COMPLETE THE FOLLOWING:
1. Answer each question from the complaint about movie physics, one answer per line:
(a) What happens to the Enterprise when its warp drive shuts off?
(b) Which earlier film does the writer recall for a similar scene?
(c) From what institution does the writer claim a degree?
2. Extend the complaint about movie physics, picking up after its final sentence.

SUPPLIED TEXT:
- - - - - - -

Once again – in a space-based movie – my little green mouth is agape at the TOTAL IGNORANCE of, or IGNORING of, basic physics and orbital mechanics.When the Enterprise’s warp drive shuts off, the ship suddenly brakes to a stop. In outer space. Where Newton’s First Law – an object in motion stays in motion with the same speed and in the same direction unless acted upon by another force – works for EVERYTHING BLOODY ELSE. They skid to a stop – in a VACUUM. (Recalling the intensely moronic scene in TREK III where a spaceship “breaks down” in space and again skids to a stop. I really really really want to slap a Trekkie right now.)The Enterprise loses power above Earth’s orbit, and instead of continuing its forward momentum, it simply falls to Earth as if someone dropped it from a tall building. You don’t just “fall” to a planet from outside its atmosphere – you orbit in. Anything in an orbit is technically “falling” to the planet. The orbit is the fall. The irony of this retarded non-science is: the filmmakers take it for granted that simple orbital mechanics is for geeks. But that is the majority of TREK’s audience!  (And don’t call me a geek. I’m a scientist, with a degree from Flagstaff University of Cucumber Kineticism.)

- - - - - - -

ENTRIES SUPPLIED:
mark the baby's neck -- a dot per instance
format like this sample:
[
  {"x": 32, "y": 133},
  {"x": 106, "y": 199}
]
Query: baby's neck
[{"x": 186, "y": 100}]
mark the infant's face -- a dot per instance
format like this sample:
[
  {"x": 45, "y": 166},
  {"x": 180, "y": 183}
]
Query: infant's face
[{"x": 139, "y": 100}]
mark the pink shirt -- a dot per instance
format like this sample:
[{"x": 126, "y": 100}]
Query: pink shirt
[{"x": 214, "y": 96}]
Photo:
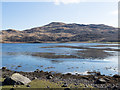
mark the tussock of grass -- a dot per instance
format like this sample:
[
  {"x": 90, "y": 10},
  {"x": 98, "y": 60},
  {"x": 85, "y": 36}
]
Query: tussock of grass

- - - - - - -

ANSWERS TO THE PROBLEMS:
1.
(a) It suddenly brakes, skidding to a stop in space.
(b) TREK III.
(c) Flagstaff University of Cucumber Kineticism.

2.
I won’t even begin to question what is creating the ship’s internal artificial gravity. But one good thing: in this timeline, the Enterprise actually has SEAT BELTS! No more falling to the floor while Movie Sparks fly from the consoles of the hyper-advanced spaceship to indicate a malfunction and the camera tilts to indicate the ship is pitching and yawing. Now that’s Science!